■ **Given request**: Every line from the one with "Tag the grassy" through the end of the records below should be restated word for word, and nothing outside that span.

(Records)
-- Start --

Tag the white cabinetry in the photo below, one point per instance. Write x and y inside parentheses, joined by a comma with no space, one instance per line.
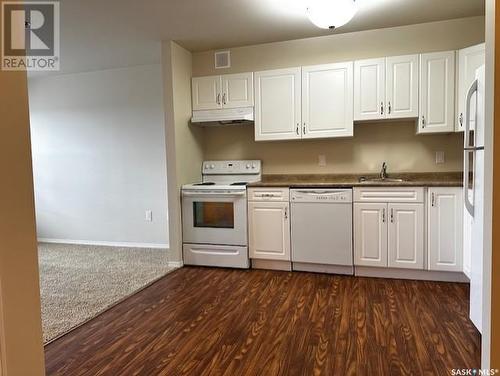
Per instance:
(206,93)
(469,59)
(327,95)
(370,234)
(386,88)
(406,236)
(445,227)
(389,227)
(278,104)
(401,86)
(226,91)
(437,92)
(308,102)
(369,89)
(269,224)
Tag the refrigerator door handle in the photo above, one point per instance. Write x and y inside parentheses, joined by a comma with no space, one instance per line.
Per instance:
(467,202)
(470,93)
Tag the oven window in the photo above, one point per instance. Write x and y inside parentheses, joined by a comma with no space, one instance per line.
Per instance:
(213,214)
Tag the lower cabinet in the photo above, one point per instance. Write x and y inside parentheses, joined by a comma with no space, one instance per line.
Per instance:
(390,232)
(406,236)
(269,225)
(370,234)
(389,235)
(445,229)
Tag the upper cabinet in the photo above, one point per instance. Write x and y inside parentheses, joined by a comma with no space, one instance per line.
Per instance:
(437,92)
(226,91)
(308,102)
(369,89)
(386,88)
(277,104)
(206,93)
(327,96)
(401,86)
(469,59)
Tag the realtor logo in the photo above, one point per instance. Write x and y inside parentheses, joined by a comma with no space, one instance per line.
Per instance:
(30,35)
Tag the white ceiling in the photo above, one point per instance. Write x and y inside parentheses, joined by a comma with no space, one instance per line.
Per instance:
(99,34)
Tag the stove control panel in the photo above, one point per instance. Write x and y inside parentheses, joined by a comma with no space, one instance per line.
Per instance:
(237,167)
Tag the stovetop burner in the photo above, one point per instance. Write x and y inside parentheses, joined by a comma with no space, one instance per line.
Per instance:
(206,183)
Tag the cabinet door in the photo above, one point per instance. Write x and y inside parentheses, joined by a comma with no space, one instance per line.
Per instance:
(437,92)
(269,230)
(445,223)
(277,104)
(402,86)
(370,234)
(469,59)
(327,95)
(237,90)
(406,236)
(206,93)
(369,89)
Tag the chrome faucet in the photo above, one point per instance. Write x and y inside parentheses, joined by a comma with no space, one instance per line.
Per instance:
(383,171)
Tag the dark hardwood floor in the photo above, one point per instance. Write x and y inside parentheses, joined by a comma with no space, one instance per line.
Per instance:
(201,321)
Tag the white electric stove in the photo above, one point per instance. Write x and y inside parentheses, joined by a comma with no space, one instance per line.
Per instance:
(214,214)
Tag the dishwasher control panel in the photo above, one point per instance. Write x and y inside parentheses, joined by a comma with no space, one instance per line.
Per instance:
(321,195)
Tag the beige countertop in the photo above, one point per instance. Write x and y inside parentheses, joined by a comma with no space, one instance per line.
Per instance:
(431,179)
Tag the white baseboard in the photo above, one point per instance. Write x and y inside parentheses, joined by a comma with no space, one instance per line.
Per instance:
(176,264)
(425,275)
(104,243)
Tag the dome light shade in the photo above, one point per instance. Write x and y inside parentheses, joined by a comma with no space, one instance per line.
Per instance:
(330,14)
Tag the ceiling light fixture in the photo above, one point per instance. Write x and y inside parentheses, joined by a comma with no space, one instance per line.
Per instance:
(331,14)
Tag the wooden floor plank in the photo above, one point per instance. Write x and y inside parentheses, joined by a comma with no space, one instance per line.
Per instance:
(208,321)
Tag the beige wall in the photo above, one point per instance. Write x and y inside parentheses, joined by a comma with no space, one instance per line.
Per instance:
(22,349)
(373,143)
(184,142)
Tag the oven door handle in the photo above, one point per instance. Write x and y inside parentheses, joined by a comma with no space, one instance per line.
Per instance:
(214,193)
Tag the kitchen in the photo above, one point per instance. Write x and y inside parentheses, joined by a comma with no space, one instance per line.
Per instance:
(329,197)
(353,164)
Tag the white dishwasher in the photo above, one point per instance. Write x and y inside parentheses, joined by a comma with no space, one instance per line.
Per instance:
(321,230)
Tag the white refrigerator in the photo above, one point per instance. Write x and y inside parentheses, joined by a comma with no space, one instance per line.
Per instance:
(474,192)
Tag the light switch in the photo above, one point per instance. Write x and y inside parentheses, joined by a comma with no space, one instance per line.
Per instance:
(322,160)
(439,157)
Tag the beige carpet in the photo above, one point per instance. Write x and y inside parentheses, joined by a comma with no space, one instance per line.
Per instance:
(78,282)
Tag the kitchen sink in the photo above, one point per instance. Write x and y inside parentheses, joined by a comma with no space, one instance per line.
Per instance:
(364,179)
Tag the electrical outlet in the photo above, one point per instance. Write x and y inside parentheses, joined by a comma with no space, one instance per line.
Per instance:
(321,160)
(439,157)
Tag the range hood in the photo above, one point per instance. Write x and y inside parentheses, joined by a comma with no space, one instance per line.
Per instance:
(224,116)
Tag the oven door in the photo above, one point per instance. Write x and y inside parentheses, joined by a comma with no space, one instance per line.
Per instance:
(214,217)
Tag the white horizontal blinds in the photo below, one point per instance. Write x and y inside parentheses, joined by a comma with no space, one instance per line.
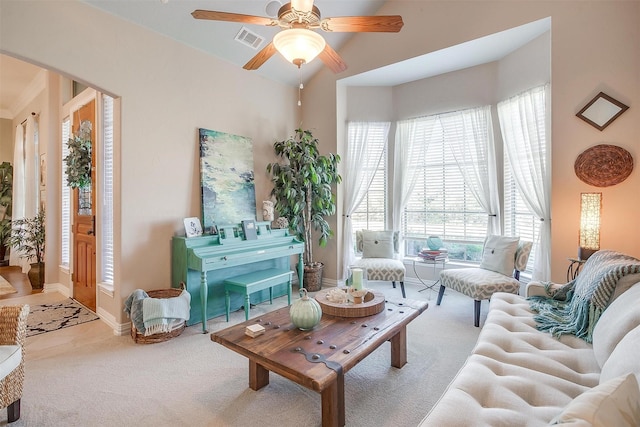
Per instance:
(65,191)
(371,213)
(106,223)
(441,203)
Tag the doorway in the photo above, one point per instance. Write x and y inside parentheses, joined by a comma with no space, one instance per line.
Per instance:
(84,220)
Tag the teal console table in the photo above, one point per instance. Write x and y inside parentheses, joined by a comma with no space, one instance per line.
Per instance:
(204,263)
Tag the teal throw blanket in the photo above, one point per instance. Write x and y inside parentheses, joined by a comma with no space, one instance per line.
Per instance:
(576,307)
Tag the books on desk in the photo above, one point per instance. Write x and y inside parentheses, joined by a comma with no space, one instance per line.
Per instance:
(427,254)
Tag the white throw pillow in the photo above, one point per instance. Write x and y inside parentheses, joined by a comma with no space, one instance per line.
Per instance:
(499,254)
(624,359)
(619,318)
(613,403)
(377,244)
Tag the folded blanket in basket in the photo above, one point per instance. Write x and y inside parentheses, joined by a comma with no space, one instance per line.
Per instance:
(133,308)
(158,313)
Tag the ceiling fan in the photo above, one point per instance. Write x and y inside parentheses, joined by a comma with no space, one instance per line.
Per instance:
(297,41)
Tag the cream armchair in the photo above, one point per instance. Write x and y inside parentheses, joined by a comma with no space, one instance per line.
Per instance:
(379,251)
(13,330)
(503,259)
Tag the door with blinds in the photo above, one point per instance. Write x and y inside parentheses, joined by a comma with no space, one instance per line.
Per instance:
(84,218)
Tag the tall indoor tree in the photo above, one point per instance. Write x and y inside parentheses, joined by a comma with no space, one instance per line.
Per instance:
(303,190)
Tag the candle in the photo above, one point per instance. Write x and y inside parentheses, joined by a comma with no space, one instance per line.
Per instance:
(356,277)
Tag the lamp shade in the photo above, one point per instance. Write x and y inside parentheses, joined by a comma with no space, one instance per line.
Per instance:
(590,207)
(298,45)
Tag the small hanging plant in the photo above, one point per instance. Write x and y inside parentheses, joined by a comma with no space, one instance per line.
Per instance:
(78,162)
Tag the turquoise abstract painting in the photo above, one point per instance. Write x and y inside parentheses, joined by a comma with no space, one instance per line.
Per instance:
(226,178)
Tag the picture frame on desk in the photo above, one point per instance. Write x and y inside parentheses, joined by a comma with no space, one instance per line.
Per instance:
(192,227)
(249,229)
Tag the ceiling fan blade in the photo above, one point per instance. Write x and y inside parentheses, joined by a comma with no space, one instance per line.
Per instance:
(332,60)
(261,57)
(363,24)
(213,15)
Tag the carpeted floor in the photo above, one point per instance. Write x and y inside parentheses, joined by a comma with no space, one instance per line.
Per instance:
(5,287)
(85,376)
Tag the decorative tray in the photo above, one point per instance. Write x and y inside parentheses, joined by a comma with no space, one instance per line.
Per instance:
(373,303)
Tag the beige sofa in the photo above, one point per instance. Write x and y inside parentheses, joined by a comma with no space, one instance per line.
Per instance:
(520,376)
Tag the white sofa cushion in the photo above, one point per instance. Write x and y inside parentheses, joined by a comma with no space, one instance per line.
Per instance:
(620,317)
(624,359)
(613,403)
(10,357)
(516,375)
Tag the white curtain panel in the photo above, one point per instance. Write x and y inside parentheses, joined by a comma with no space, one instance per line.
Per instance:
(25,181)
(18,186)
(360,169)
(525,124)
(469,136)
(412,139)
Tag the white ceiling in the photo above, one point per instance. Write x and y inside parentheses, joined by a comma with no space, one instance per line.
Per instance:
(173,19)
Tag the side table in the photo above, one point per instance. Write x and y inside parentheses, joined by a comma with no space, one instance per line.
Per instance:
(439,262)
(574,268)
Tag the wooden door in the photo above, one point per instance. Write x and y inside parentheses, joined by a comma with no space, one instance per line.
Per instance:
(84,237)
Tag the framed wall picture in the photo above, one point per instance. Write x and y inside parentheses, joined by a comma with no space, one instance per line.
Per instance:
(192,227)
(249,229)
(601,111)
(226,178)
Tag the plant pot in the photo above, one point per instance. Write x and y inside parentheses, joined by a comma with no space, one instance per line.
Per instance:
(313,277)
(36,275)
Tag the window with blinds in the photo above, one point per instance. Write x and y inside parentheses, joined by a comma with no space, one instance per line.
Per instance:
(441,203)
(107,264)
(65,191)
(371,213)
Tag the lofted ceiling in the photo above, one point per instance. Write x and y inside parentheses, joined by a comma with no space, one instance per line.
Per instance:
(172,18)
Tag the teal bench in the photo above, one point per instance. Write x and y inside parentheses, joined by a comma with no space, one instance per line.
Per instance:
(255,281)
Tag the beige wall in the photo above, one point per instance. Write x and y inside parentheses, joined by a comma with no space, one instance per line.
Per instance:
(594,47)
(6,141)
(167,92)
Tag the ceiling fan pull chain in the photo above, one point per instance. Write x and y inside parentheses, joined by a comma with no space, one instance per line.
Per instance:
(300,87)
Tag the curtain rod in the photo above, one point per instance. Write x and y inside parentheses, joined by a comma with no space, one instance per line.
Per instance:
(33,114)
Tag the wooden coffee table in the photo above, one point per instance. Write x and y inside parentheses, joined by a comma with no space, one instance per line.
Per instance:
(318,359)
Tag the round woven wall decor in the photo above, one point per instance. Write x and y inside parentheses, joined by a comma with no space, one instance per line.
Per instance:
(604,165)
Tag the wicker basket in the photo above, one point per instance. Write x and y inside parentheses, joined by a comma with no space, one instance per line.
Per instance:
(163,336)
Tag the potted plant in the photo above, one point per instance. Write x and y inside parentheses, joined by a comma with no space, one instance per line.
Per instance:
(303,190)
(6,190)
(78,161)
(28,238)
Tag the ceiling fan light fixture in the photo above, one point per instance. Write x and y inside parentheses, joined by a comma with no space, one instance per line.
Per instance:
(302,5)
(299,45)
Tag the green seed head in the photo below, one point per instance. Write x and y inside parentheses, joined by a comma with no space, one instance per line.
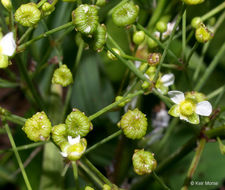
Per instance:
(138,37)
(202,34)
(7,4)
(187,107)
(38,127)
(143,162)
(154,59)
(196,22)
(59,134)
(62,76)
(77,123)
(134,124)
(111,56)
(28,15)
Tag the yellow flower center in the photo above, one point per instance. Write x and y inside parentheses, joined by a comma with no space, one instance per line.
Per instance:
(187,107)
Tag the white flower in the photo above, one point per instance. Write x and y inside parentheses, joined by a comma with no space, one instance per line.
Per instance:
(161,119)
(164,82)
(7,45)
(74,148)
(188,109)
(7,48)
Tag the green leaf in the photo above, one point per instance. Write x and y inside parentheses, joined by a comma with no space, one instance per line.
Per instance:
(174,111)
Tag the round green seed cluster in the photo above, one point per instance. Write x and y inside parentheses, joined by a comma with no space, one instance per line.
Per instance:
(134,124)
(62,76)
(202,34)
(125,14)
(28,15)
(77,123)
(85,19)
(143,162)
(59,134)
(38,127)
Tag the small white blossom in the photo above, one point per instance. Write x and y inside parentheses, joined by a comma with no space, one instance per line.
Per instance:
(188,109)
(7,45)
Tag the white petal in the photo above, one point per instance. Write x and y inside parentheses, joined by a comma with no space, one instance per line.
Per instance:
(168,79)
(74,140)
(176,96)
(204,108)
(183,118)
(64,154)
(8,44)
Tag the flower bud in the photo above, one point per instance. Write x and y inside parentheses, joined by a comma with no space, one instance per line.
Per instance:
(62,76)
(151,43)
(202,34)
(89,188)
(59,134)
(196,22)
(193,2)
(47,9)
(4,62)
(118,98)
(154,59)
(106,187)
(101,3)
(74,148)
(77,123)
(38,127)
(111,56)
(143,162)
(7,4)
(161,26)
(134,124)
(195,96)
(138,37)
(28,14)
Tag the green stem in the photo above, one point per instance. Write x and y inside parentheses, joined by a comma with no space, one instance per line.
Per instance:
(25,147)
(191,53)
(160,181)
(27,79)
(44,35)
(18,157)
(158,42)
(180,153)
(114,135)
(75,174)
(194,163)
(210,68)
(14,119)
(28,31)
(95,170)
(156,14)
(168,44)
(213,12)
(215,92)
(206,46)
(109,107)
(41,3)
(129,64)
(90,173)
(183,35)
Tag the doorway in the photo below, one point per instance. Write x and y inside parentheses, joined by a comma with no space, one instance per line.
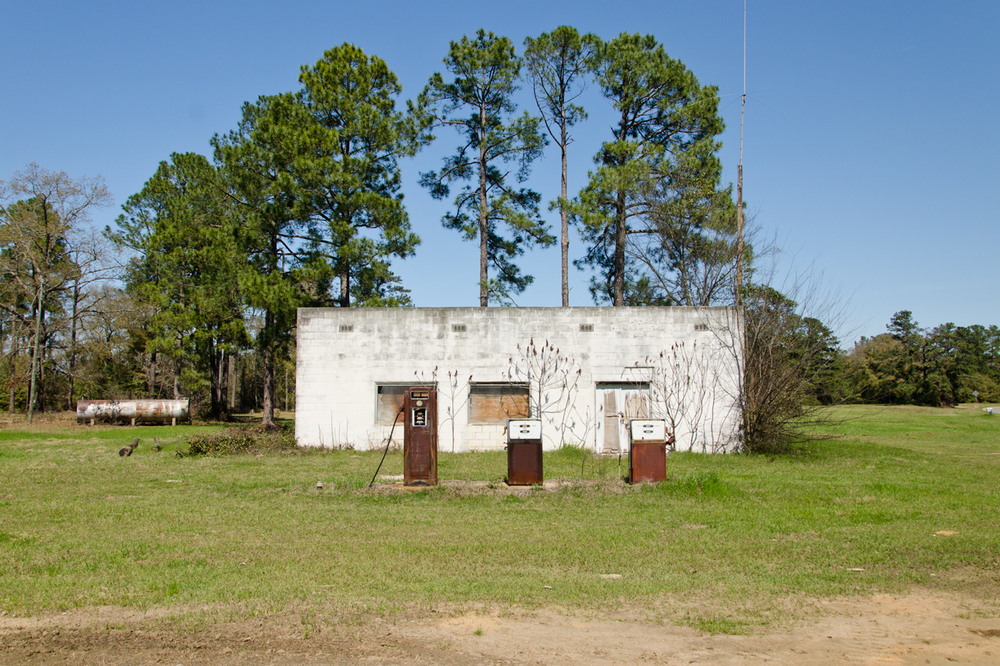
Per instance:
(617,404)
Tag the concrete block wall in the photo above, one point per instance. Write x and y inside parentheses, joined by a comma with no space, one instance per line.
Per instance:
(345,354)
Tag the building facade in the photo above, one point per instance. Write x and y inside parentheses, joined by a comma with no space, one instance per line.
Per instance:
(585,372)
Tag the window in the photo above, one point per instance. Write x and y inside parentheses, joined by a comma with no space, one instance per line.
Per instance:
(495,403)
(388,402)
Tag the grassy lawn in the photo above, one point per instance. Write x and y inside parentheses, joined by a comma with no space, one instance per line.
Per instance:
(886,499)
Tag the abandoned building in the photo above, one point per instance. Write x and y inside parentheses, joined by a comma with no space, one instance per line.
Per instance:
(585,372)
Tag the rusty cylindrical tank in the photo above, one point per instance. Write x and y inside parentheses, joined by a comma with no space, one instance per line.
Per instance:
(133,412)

-- End --

■ **Answer to the task**:
Tag the grassy lawn in the photo above, one point per instance. Write x and y inside parentheses, joined by a comma with no space, one instance per line.
Per instance:
(886,499)
Tag the abandoned building in the photo above, one point per instance. Write x and y inside parentheses, joined by a comma with no space, one instance per line.
Per instance:
(585,372)
Tag the rusty cylindrical tank in the photo above, one point per instance. Write x and y inside parentheses, joined by a comma with no space, one instance per line.
Per instance:
(133,412)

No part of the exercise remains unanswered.